Si uno logra hacer ese click, te aseguro que tu curación será no sólo física, sino también del alma. Habrás logrado ver el regalo que traía tu enfermedad y habrás entendido que todas esas actividades o responsabilidades o roles con los que te identificabas, no son tú y que tú tampoco tienes que validarte sólo y exclusivamente a través de ellos. 


Uno es mucho más que lo que hace o lo que deja de hacer. La enfermedad te da la posibilidad de resetearte y de volver a empezar con las pilas recargadas. Pero recargadas no sólo porque estuviste un tiempo tumbada en una cama en posición horizontal, sino porque además pudiste ver tu vida desde otro punto de vista y eso siempre es un descubrimiento refrescante y muy sanador.  

Aburridos

Ahora que estamos entrando al último mes del año y que casi todas las madres de Chile que criamos niños en edad escolar lo único que queremos es que se acabe el año lectivo, quisiera detenerme un instante para recordarles, y recordarme a mí misma que, al igual que el año pasado, al día siguiente que el año académico termine, empezaremos desesperadamente a contar los días que faltan para que nuestros retoños vuelvan a entrar a clases.

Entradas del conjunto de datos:

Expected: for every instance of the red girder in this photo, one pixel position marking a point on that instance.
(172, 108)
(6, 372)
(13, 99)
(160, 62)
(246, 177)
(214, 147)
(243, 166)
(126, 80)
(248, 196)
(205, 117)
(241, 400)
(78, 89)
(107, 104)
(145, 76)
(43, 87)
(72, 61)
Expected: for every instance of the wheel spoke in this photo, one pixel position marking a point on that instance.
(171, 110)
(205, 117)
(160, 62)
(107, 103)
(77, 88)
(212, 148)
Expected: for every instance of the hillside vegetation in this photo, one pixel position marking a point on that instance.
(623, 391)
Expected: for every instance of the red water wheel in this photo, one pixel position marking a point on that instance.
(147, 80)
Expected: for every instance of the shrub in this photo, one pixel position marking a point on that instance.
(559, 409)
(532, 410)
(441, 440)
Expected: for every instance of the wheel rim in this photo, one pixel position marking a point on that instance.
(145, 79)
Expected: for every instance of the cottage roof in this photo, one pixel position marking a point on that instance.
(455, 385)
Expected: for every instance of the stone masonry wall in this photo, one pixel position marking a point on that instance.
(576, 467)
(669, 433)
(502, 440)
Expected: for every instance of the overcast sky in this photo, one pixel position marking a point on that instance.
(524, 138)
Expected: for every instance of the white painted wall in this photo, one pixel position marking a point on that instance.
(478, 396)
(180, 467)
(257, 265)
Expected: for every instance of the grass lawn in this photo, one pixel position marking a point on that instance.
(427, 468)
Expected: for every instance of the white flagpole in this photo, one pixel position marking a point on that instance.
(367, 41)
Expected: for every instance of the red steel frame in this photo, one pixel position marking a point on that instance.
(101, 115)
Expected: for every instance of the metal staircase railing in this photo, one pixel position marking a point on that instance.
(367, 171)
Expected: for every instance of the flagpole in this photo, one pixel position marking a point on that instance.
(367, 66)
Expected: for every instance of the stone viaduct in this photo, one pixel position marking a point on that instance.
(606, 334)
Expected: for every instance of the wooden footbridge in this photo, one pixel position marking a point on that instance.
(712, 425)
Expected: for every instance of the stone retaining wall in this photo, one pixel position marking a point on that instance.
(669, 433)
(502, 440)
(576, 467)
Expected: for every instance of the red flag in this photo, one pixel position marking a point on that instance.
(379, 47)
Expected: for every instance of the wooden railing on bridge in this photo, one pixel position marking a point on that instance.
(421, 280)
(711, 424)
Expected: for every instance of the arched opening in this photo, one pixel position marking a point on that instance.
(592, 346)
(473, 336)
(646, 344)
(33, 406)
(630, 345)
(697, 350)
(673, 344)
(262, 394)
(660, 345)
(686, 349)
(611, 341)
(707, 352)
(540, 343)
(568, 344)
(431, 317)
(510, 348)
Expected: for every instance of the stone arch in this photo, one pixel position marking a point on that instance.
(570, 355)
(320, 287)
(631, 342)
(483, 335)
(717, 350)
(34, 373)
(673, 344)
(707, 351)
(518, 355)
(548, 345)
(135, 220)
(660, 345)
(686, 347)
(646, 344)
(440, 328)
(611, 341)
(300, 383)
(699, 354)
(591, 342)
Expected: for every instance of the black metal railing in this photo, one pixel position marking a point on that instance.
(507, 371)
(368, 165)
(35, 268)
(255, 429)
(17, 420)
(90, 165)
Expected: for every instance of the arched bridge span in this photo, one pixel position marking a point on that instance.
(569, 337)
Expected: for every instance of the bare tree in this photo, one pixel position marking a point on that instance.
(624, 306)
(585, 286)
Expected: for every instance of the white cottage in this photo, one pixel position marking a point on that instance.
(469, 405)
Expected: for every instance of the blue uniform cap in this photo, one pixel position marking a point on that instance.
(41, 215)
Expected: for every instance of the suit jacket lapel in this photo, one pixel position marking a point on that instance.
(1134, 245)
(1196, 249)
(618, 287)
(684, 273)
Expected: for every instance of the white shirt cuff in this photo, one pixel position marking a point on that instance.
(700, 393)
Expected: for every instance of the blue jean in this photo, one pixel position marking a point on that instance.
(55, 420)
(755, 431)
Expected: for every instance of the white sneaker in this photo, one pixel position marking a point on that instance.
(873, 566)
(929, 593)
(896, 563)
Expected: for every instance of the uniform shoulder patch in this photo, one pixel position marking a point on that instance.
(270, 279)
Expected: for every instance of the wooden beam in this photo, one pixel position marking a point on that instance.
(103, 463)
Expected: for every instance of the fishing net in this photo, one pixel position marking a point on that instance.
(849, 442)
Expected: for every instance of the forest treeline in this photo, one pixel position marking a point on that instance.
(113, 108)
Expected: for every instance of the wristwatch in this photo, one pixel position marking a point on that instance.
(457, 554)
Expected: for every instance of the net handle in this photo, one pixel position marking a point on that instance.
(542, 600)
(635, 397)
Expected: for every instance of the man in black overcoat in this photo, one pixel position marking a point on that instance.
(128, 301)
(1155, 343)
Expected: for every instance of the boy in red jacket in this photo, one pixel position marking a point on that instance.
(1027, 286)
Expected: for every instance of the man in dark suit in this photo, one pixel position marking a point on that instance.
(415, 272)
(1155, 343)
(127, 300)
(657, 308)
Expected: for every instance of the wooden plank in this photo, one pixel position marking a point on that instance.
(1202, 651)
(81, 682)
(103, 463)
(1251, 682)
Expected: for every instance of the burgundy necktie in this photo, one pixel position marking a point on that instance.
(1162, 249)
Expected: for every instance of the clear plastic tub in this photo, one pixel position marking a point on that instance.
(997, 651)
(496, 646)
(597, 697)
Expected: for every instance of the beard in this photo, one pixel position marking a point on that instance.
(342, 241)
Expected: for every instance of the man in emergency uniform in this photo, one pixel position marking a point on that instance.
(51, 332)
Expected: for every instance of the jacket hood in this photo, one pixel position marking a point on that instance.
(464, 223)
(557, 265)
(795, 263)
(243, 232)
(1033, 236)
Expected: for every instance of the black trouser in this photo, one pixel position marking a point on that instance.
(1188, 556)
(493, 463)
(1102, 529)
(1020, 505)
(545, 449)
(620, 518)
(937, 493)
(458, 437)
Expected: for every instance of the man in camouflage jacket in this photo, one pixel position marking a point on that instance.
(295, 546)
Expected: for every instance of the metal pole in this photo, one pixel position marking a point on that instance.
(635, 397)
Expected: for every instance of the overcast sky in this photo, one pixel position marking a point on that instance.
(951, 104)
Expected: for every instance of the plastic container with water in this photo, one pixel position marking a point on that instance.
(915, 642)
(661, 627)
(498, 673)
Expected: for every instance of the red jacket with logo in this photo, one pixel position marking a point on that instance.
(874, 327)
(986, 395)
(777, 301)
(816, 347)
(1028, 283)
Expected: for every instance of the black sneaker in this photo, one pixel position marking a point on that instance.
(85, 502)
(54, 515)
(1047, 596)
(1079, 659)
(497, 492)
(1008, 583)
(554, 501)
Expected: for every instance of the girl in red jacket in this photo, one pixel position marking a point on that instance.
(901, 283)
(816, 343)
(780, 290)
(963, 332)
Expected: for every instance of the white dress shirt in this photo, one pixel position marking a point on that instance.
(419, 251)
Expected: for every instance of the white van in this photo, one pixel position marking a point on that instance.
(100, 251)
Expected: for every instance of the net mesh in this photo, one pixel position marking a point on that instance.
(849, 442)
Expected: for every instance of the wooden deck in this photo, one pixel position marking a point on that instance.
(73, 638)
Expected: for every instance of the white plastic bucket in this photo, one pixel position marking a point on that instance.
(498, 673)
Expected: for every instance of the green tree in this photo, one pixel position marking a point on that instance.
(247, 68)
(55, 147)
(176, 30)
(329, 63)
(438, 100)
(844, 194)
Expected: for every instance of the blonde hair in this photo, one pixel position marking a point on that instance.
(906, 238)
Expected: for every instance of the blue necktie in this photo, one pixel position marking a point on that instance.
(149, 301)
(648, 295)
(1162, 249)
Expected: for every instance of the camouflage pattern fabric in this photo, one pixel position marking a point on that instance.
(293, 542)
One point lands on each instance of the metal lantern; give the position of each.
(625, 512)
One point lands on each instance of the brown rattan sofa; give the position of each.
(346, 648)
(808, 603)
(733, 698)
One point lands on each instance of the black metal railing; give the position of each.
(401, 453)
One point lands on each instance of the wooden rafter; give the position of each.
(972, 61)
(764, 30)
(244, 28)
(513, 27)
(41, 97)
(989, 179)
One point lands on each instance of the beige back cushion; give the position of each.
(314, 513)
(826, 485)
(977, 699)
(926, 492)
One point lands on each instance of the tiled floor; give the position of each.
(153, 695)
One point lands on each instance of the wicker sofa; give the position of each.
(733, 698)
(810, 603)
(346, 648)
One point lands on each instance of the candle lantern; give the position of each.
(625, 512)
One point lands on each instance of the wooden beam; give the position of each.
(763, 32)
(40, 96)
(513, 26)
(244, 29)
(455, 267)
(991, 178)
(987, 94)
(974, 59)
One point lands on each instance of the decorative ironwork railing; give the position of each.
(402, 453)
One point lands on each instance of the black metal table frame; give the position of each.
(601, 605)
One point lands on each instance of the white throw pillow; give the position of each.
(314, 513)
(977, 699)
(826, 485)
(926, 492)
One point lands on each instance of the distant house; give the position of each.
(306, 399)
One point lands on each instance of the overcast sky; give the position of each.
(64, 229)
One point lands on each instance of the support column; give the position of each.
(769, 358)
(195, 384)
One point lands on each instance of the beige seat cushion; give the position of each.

TAREA ASIGNADA
Responde sí o no a cada afirmación según el fragmento y cita las palabras textuales que lo deciden. (a) Una persona vale más que sus actividades. (b) Las pilas se recargan solo por haber pasado un tiempo en cama. (c) Las madres que crían niños en edad escolar desean que el año lectivo se alargue.

RESULTADO DEL EJERCICIO
(a) Sí: «Uno es mucho más que lo que hace o lo que deja de hacer.»
(b) No: «recargadas no sólo porque estuviste un tiempo tumbada en una cama en posición horizontal, sino porque además pudiste ver tu vida desde otro punto de vista»
(c) No: «lo único que queremos es que se acabe el año lectivo»